**Items from a dataset:**
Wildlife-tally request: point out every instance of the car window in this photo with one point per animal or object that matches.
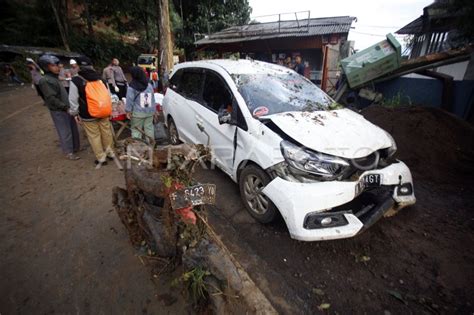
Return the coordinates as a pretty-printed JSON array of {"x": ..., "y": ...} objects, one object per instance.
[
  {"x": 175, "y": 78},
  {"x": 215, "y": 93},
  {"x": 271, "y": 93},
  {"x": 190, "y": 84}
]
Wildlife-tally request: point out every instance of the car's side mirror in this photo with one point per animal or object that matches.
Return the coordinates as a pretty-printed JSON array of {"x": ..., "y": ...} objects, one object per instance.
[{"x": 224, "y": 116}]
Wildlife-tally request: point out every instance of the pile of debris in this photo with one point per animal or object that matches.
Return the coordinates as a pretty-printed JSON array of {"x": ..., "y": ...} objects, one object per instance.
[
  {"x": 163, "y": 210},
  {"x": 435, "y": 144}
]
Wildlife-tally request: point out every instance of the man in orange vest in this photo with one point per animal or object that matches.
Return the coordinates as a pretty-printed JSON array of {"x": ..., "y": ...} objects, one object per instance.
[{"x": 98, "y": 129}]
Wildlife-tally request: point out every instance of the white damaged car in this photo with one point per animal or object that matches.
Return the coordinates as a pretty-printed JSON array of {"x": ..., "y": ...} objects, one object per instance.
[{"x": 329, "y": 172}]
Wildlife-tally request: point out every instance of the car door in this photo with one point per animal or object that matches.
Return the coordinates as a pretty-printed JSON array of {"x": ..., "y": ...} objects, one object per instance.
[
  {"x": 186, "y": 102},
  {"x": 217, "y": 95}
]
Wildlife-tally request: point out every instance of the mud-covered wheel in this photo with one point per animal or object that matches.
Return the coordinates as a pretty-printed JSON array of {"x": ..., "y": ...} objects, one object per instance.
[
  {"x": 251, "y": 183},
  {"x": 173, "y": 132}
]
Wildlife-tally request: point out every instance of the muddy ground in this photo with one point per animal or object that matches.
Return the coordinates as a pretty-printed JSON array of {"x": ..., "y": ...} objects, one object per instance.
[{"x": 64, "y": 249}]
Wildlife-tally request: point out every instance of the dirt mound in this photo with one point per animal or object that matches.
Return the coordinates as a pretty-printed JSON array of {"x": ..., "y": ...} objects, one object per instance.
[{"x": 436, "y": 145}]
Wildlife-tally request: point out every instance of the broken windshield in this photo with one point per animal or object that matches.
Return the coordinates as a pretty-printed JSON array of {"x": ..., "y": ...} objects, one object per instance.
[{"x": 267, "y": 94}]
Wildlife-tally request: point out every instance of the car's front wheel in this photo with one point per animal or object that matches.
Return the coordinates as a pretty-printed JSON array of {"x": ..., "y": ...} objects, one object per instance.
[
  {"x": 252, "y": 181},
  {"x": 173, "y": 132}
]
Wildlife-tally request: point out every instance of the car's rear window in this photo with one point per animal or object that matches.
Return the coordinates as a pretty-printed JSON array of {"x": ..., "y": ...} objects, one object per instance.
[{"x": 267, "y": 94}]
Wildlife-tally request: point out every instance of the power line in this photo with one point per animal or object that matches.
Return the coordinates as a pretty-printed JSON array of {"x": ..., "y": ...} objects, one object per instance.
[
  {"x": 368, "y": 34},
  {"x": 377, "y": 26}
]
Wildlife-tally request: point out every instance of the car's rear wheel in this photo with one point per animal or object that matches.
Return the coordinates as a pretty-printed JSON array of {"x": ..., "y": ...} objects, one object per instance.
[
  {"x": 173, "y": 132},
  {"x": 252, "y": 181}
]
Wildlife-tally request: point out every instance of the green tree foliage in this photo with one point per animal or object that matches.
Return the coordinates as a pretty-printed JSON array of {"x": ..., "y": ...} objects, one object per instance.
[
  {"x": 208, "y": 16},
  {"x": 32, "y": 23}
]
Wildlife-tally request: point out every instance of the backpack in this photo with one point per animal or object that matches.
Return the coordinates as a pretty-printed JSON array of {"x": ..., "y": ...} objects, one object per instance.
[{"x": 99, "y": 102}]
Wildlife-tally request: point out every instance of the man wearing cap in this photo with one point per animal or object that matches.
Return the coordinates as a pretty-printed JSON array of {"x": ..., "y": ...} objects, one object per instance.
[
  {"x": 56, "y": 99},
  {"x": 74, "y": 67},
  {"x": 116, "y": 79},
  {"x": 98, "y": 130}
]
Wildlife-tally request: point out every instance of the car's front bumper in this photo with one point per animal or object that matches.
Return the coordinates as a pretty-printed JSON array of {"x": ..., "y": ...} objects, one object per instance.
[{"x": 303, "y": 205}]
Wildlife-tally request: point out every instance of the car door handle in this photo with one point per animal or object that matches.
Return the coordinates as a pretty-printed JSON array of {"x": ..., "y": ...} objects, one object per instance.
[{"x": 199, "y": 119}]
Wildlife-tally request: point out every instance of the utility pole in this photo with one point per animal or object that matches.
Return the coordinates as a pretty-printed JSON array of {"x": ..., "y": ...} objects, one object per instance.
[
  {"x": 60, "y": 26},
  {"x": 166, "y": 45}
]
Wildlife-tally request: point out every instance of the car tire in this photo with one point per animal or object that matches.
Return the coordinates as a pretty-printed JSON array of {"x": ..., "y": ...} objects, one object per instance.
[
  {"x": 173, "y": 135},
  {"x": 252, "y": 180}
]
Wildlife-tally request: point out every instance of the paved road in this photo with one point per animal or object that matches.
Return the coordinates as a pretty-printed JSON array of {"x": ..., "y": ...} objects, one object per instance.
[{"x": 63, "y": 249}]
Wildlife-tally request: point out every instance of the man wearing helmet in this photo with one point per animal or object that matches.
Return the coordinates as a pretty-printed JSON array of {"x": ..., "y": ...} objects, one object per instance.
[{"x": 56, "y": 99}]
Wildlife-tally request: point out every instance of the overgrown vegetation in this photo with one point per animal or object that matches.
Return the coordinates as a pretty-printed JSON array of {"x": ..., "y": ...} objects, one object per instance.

**WRITTEN TASK:** Give every line of the data above as a JSON list of strings, one string per line, with blank lines skipped. Leave the images out of your answer.

**THE REPLY:**
[
  "Wildlife-tally request: point out every instance of the car window in this photo with one point per animal or object that matches.",
  "Return the coordinates as a pretty-printed JSON array of {\"x\": ..., \"y\": ...} objects, one object per instance.",
  "[",
  "  {\"x\": 175, \"y\": 78},",
  "  {\"x\": 215, \"y\": 93},",
  "  {\"x\": 271, \"y\": 93},",
  "  {\"x\": 190, \"y\": 84}",
  "]",
  "Wildlife-tally request: point out every instance of the car's side mirror in this photo with one point per animal or object that matches.",
  "Return the coordinates as a pretty-printed JSON array of {\"x\": ..., \"y\": ...} objects, one object per instance.",
  "[{\"x\": 224, \"y\": 116}]",
  "Wildlife-tally request: point out every instance of the pile of debris in this photo with one point per animal or object that matches.",
  "Return the coordinates as a pretty-printed JSON array of {\"x\": ..., \"y\": ...} objects, one object per instance.",
  "[",
  "  {\"x\": 163, \"y\": 210},",
  "  {\"x\": 435, \"y\": 144}",
  "]",
  "Wildlife-tally request: point out every instance of the man in orange vest in this photo with one point per animal or object that matches.",
  "Return the coordinates as a pretty-printed JSON array of {\"x\": ..., \"y\": ...} objects, one object per instance.",
  "[{\"x\": 98, \"y\": 129}]",
  "Wildlife-tally request: point out every instance of the white damaged car in this photo with one point per animal or object that matches.",
  "Return the coordinates as a pretty-printed JSON array of {\"x\": ..., \"y\": ...} objects, one object per instance.",
  "[{\"x\": 329, \"y\": 172}]",
  "Wildlife-tally request: point out every instance of the car door in this photo with one point per animal or object that matches.",
  "Return the coordinates as a pretty-printed JSON array of {\"x\": ..., \"y\": ...} objects, one object per instance.",
  "[",
  "  {\"x\": 186, \"y\": 102},",
  "  {\"x\": 217, \"y\": 95}",
  "]",
  "Wildlife-tally request: point out every instance of the mud-covered wheel in this photo with one point per animal or object that matches.",
  "Return the coordinates as a pretty-printed JSON array of {\"x\": ..., \"y\": ...} objects, one object per instance.",
  "[",
  "  {\"x\": 251, \"y\": 183},",
  "  {\"x\": 173, \"y\": 132}",
  "]",
  "Wildlife-tally request: point out every instance of the muddy ground in this photo with one point per animal or object that matches.",
  "Return the coordinates as a pretty-printed JSON array of {\"x\": ..., \"y\": ...} objects, one object per instance.",
  "[{\"x\": 64, \"y\": 249}]",
  "Wildlife-tally request: point out every instance of the dirt mound in this photo with one point per animal or object that matches.",
  "Return the coordinates as a pretty-printed JSON array of {\"x\": ..., \"y\": ...} objects, one object per instance.",
  "[{\"x\": 436, \"y\": 145}]",
  "Wildlife-tally request: point out every instance of the broken windshield in this photo with one point per animal or object that matches.",
  "Return the coordinates as a pretty-printed JSON array of {\"x\": ..., \"y\": ...} objects, one object per instance.",
  "[{\"x\": 267, \"y\": 94}]",
  "Wildlife-tally request: point out every instance of the car's front wheel in this photo with one point per animal or object that matches.",
  "Return the coordinates as a pretty-printed JSON array of {\"x\": ..., \"y\": ...} objects, one object per instance.",
  "[",
  "  {\"x\": 252, \"y\": 181},",
  "  {\"x\": 173, \"y\": 132}",
  "]",
  "Wildlife-tally request: point out every instance of the car's rear window in this photo with one point per animal or object that matches.",
  "Return the coordinates as a pretty-printed JSON array of {\"x\": ..., \"y\": ...} objects, one object per instance.",
  "[{\"x\": 267, \"y\": 94}]",
  "Wildlife-tally request: point out every instance of the power line in this photo with one point per animal or object that matches.",
  "Return the coordinates as a pretty-printed JSON array of {\"x\": ..., \"y\": ...} objects, one object per instance.",
  "[",
  "  {\"x\": 368, \"y\": 34},",
  "  {\"x\": 377, \"y\": 26}",
  "]",
  "Wildlife-tally request: point out every instance of the car's rear wheel in this photo with one point per animal or object that matches.",
  "Return the coordinates as a pretty-printed JSON array of {\"x\": ..., \"y\": ...} objects, one object per instance.",
  "[",
  "  {\"x\": 173, \"y\": 132},",
  "  {\"x\": 252, \"y\": 181}",
  "]",
  "Wildlife-tally request: point out every instance of the green tree foliage in this photo with one point per animal or object that matches.",
  "Return the coordinates as a pretty-printed JSON array of {\"x\": ..., \"y\": ...} objects, one object per instance.",
  "[",
  "  {\"x\": 208, \"y\": 16},",
  "  {\"x\": 32, \"y\": 23}",
  "]",
  "Wildlife-tally request: point out every instance of the backpack in this photo with one point per animal or object that matches.",
  "Return the coordinates as a pretty-printed JSON array of {\"x\": ..., \"y\": ...} objects, one object per instance.",
  "[{\"x\": 99, \"y\": 102}]",
  "Wildlife-tally request: point out every instance of the man wearing cap in this photo with one point per animal or object that matches.",
  "Return the coordinates as a pretty-printed JSON array of {\"x\": ..., \"y\": ...} objects, one object per instance.",
  "[",
  "  {\"x\": 56, \"y\": 99},",
  "  {\"x\": 74, \"y\": 67},",
  "  {\"x\": 116, \"y\": 79},",
  "  {\"x\": 98, \"y\": 130}",
  "]",
  "Wildlife-tally request: point out every instance of the car's front bumper in this photo with one point per animal or object that matches.",
  "Return the coordinates as a pretty-printed JSON array of {\"x\": ..., \"y\": ...} objects, one object per instance.",
  "[{\"x\": 303, \"y\": 205}]",
  "Wildlife-tally request: point out every instance of the car door handle in this photo with one point per animal or object that matches.",
  "Return the coordinates as a pretty-printed JSON array of {\"x\": ..., \"y\": ...} objects, one object per instance.",
  "[{\"x\": 199, \"y\": 119}]",
  "Wildlife-tally request: point out every instance of the utility pole in this photo with one point per animal or object that matches.",
  "Return the coordinates as a pretty-printed JSON array of {\"x\": ..., \"y\": ...} objects, one object per instance.",
  "[",
  "  {\"x\": 60, \"y\": 26},",
  "  {\"x\": 166, \"y\": 45}",
  "]",
  "Wildlife-tally request: point out every instance of the car tire in this photo with one point per animal or object that matches.",
  "Return the coordinates as a pretty-printed JSON array of {\"x\": ..., \"y\": ...} objects, one object per instance.",
  "[",
  "  {\"x\": 173, \"y\": 135},",
  "  {\"x\": 252, \"y\": 180}",
  "]",
  "Wildlife-tally request: point out every instance of the paved road in this photo with one point per animal or object that matches.",
  "Return the coordinates as a pretty-printed JSON array of {\"x\": ..., \"y\": ...} objects, one object per instance.",
  "[{\"x\": 63, \"y\": 249}]",
  "Wildlife-tally request: point out every instance of the man wearing helmet in this photo with one point per animal or object that matches.",
  "Return the coordinates as a pretty-printed JSON array of {\"x\": ..., \"y\": ...} objects, one object per instance.",
  "[{\"x\": 56, \"y\": 99}]",
  "Wildlife-tally request: point out every instance of the overgrown vegetation in this photo with one point per animal or object that matches.",
  "Return the coordinates as a pretty-printed JSON array of {\"x\": ..., \"y\": ...} objects, one object per instance."
]